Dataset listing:
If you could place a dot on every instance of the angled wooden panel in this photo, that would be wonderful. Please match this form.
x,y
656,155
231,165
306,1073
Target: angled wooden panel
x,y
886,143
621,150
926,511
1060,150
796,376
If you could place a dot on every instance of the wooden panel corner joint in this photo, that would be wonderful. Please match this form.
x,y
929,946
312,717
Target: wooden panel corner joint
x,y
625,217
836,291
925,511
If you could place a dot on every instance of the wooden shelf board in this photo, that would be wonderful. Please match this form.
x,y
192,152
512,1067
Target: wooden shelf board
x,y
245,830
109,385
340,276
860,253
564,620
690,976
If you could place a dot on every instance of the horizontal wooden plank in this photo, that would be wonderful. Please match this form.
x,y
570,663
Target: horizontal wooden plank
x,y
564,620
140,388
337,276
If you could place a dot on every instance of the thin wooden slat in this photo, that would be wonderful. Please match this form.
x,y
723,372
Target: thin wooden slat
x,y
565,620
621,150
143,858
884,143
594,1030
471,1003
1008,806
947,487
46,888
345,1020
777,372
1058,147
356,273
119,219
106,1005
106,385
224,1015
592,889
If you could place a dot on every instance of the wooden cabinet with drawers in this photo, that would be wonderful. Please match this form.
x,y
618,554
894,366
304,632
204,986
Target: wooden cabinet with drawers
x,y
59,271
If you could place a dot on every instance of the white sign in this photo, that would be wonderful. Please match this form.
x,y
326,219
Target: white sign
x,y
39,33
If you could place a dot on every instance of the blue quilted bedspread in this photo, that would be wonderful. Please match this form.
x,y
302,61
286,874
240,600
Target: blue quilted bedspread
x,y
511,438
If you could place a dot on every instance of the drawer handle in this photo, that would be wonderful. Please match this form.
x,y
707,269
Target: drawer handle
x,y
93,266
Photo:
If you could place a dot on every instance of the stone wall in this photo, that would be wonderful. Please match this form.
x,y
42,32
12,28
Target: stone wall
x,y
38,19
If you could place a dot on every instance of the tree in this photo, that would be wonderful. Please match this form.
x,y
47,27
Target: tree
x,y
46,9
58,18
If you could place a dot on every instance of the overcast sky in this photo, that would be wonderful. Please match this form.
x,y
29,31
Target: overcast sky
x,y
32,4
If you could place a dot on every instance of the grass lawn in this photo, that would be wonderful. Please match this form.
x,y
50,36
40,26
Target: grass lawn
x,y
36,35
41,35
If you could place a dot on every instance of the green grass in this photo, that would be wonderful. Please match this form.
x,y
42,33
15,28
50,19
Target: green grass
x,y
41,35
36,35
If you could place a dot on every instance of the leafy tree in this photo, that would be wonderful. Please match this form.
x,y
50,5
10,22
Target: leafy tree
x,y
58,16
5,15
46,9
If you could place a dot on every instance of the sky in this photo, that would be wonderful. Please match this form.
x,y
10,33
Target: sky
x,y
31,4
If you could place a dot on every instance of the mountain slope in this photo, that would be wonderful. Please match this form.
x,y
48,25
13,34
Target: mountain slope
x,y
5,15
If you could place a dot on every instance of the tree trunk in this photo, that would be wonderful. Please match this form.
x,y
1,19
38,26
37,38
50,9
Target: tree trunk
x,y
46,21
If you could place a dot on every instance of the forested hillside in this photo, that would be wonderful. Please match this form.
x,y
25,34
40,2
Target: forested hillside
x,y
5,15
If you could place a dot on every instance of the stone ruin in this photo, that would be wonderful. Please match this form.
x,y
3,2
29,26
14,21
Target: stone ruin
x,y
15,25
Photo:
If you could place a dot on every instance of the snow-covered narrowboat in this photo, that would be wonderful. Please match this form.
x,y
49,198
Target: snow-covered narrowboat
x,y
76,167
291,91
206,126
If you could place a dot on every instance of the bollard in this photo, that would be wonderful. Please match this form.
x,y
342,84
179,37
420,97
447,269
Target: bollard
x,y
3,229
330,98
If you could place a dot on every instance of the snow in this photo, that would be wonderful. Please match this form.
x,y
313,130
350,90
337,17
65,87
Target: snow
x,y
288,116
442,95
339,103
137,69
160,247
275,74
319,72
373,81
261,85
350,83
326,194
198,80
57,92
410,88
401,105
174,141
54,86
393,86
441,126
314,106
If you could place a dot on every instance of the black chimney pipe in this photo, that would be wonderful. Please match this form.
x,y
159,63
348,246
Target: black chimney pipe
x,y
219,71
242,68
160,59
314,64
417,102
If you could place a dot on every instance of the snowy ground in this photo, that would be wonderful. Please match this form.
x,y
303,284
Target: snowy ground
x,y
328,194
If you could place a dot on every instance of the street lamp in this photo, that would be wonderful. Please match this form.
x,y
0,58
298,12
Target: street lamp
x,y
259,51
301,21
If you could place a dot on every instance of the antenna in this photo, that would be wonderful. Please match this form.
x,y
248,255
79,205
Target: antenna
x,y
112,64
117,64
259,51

### TASK DETAILS
Rewrite the lines of the listing above as a JSON list of strings, one string per line and blank lines left out, starting at the line containing "of the snowy" and running through the end of the listing.

### SOLUTION FOR THIS TASK
[
  "If you could place a dot on every instance of the snowy ground in this photo, that would be wonderful. Please match this form.",
  "x,y",
  "303,284",
  "Target: snowy ground",
  "x,y",
  "328,194",
  "If you could place a dot on every instance of the street lamp in this photo, that would be wonderful. Please match this form.",
  "x,y",
  "0,58",
  "298,12",
  "Target: street lamp",
  "x,y",
  "259,51",
  "301,21",
  "If you could place a dot on every instance of the antenna in this photo, that would be wonderful. Please match this form.",
  "x,y",
  "248,255",
  "79,205",
  "Target: antenna",
  "x,y",
  "112,64",
  "117,64",
  "259,51"
]